Metin bölümü >>
01.05.2012 Milliyet-Ankara Gazetesi
2003 yılında,
“Türkiye’nin en iyi ihracat ürünü ordusudur” demişti Corç Soroz (George Soros).
Dünyanın en başarılı borsa spekülatörü, yani vurguncusu olarak tanıtılır
kendisi. Hayatta aklımıza gelmezdi ama her şeyi parasal değer olarak gören bu
adamın yakıştırması, tokat gibi indi suratımıza. “Vay efendim öyledir, öyle
değildir” tartışmalarına boğuldu ama bu tokadın acısı, benim suratımda hiç
soğumadı. Bizim için kutsal ‘Peygamber Ocağı’na, hiç bu gözle
bakmamıştık.
Kore’de ucuz Amerika’da pahalı
Pazarlama çağının tüccar
gözüyle bakıldığında, devlet ve ordu konusunda marka olduğumuzu söyleyebiliriz. Ancak Soroz’un tarifinden
alınmıştım. 1950’de dahil olduğumuz Kore Savaşı’nda, ABD Dışişleri Bakanı Con
Fostır Düllıs’ın (John Foster Dulles) sözleri yankılandı kulağımda; Türk
askerinin kendilerine maliyetinin, ‘23 sent’ olduğunu söylemişti. Amerika’nın
23 kuruşu… Bütçeyi savunayım derken düne kadar ordusunu bir maliyet kalemi
olarak görmeyen milletin, askerlerini harcamıştı.
Oysa aynı Amerika,
ülkemizden göçen akıllı beyinleri, binlerce dolar maaş ödeyerek çalıştırıyordu
şirketlerinde, üniversitelerinde. Soroz, “En iyi ihraç ürününüz aklınız” dese hoşuma
giderdi. Aklına sahip çıkmayan milletin, kendisine yaramayan çocuklarının başarılarıyla
övünme garabeti. Ümit veriyor, güven aşılıyor çünkü. “Sahip çıkılsa akıldan
yana eksiğimiz yok” diye düşünüyorsunuz.
Çıldırtma lisesi
O akla sahip
çıkılmadığını, çok acı bir örnekle bir kez daha öğrendik geçen hafta: En
başarılı 500 çocuğumuzun okuduğu Ankara Fen Lisesi, dökülüyordu. Üstünzekalı
500 çocuğumuzu, 1960’lardan kalma teknoloji ve koşullarda eğitmeye çalıştığımız
çıktı ortaya. Etüt odası olmayan, tavanı çökmüş müzik odalı, 1960’tan kalma
kimya ile elektrik kaçağı olan fizik laboratuarlı bir okul. Üstünzekalıyı, çıldırtma
merkezi!
Tespiti yapan
Türkiye Büyük Millet Meclisi Üstün Yeteneklileri Araştırma Komisyonu. Komisyondan
da böylece haberdar oldum. 400 yüzyıl önce Hezarfen Ahmet Çelebi’yi, uçtu diye
cebine altın koyup, süren, 1936 yılında kendi parasıyla uçak yapan Nuri
Demirağ’ı, şirketiyle batıran milletin Meclisi, böyle bir komisyon mu kurmuştu?
Üstünşaşkın oldum!
Ne zamandır bu halde?

Yönerge >> Metin bölümüne göre Ankara Fen Lisesi'nin kötü durumunu hangi kurum tespit etmiştir?

Sağlanan veriler >>

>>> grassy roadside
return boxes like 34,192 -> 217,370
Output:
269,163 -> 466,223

Görev çıktısı >> Türkiye Büyük Millet Meclisi Üstün Yeteneklileri Araştırma Komisyonu.